> **Text excerpt**
Empress Elizabeth Couture of Power ruled Russia from 1741 to 1761
The Empress Elizabeth, who ruled Russia from 1741 to 1761, is remembered more for her 15,000 dresses, fun-loving nature and great beauty, than for any political decision she ever made. Overshadowed by her legendary descendant, Catherine the Great, Elizabeth is praised for sponsoring the founding of Moscow University, but her other achievements and important failures have been passed over. Her personal flaws and virtues have been hidden under an official portrait of loveliness and good-natured indolence. This post is an interpretive look at the days and nights of Peter the Great’s passionate daughter.
After the death of Peter the Great, Russia had to wait for 37 years before the throne was occupied by an heir worthy of him, Catherine II. In the meantime, six different men and women tried their hand at Peter’s job with varying degrees of success. Among these, the Bronze Horseman’s handsome daughter Elizabeth, was the most talented, remaining in power a full 20 years, from 1741 to 1761. But besides being Peter the Great’s daughter, prone to cross-dressing and selfish pleasure, who was Elizabeth?
Elizabeth, like all her female counterparts in the nobility, was not brought up to be the main governing figure in the country. She was supposed to be a charming wife and a mother, the well-bred mate of an upper-class husband selected from among numerous German noblemen. Ironically, she became neither. But, as benefiting her elevated station, she did master the sort of genteel manners that had escaped Peter the Great, and even became fluent in several European languages.
She was also an accomplished dancer and rider.
Raised in a sequestered environment, the flighty and beautiful Elizabeth remained, for a long time, fairly indifferent to whatever might happen in Russia’s power corridors. This apathy pleased the current Empress, Anna, who was uneasy about Elizabeth’s political potential, since not only was she the daughter of Russia’s legendary tsar, but as a stunning woman, had many supporters at Court and in the army.

> **Problems to solve**
(1) In the passage on Empress Elizabeth, the founding of which university is she praised for sponsoring?
(2) Repeat the passage on Empress Elizabeth word for word, between "Empress Elizabeth Couture" and "Great’s passionate daughter.", inclusive.
You won't need the items that come next.

> **Rows**
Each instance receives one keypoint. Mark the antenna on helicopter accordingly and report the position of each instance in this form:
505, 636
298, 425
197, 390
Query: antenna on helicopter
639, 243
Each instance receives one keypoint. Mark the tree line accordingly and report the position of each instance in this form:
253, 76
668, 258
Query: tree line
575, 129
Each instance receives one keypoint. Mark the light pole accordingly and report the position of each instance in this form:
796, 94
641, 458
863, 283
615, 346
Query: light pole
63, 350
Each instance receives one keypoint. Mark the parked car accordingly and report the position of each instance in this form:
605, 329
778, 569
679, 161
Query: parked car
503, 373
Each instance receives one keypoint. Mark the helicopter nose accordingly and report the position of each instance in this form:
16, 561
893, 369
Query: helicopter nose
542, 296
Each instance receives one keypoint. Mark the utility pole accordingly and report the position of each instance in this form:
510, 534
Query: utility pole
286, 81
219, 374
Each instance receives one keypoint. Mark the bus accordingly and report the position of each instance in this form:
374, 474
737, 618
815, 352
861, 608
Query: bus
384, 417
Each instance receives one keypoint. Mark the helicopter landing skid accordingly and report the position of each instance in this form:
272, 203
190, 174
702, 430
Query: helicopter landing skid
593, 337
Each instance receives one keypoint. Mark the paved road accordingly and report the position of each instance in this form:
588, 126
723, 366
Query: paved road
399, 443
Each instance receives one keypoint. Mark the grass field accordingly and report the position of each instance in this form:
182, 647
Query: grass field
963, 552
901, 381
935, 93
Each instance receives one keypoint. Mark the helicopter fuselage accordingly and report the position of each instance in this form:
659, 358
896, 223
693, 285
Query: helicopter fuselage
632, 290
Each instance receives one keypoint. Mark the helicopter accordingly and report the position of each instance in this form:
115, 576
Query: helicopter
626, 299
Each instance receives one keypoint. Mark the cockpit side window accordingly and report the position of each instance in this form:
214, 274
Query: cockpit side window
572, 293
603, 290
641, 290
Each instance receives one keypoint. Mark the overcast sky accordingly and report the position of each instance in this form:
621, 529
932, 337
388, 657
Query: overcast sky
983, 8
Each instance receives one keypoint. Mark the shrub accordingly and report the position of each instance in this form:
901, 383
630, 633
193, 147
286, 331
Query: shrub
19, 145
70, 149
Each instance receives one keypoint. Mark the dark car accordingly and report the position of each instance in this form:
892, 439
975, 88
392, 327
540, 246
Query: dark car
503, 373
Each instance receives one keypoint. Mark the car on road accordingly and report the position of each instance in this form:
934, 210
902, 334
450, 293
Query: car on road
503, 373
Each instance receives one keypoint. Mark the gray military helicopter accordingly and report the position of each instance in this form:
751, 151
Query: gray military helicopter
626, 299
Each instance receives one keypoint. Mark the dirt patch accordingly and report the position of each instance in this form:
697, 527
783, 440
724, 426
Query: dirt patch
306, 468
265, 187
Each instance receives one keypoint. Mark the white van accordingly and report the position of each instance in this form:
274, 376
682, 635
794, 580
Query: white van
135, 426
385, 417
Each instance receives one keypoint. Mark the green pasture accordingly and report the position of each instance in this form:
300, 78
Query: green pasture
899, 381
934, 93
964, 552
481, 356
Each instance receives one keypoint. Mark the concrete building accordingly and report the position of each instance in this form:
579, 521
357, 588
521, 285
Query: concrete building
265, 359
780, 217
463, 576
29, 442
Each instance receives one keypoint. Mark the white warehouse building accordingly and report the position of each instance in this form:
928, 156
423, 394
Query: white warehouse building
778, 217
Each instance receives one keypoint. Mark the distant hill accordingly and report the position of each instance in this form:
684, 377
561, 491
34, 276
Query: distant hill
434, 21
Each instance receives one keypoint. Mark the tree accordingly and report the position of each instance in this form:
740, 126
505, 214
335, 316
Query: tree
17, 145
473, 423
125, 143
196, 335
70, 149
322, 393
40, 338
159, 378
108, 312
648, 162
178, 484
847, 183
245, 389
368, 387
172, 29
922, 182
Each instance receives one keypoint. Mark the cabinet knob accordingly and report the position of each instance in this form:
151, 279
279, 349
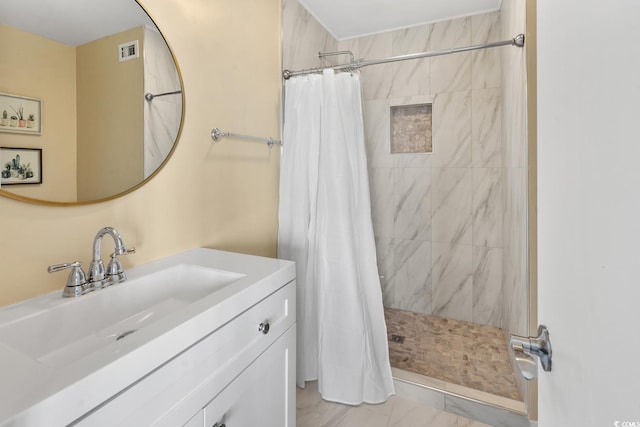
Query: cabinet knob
264, 327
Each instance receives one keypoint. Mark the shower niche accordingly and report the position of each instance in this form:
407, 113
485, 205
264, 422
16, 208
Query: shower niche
411, 129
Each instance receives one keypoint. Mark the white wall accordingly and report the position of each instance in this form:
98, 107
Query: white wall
589, 210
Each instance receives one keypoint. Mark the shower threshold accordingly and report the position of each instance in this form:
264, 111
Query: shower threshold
454, 365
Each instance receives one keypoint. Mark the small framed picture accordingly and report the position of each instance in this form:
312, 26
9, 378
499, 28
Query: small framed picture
20, 166
20, 114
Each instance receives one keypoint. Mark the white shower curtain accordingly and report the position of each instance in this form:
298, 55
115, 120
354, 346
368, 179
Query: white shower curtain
326, 228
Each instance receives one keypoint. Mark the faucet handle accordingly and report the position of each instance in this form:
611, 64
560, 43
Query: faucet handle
115, 272
76, 282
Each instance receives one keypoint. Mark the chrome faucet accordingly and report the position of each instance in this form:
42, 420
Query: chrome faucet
98, 277
78, 284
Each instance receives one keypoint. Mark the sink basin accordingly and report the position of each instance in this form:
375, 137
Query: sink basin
69, 331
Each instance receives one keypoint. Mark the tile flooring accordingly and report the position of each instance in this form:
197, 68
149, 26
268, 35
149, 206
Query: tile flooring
312, 411
462, 353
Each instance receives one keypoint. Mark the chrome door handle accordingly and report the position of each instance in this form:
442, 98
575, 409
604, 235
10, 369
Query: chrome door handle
526, 347
264, 327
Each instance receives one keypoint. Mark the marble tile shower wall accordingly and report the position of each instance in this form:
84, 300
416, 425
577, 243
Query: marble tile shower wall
302, 38
438, 217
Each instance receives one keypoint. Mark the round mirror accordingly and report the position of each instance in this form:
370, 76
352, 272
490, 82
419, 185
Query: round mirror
91, 100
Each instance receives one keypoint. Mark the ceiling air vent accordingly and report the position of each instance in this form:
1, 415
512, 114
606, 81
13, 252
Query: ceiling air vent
127, 51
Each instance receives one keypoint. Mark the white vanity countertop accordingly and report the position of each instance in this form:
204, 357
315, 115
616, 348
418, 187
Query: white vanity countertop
36, 393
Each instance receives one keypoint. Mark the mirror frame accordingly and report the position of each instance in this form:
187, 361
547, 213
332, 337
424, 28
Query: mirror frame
31, 200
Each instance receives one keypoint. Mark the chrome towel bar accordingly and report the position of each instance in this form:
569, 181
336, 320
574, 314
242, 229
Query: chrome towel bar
217, 135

> **Outputs**
(1) Moscow University.

(2)
Empress Elizabeth Couture of Power ruled Russia from 1741 to 1761
The Empress Elizabeth, who ruled Russia from 1741 to 1761, is remembered more for her 15,000 dresses, fun-loving nature and great beauty, than for any political decision she ever made. Overshadowed by her legendary descendant, Catherine the Great, Elizabeth is praised for sponsoring the founding of Moscow University, but her other achievements and important failures have been passed over. Her personal flaws and virtues have been hidden under an official portrait of loveliness and good-natured indolence. This post is an interpretive look at the days and nights of Peter the Great’s passionate daughter.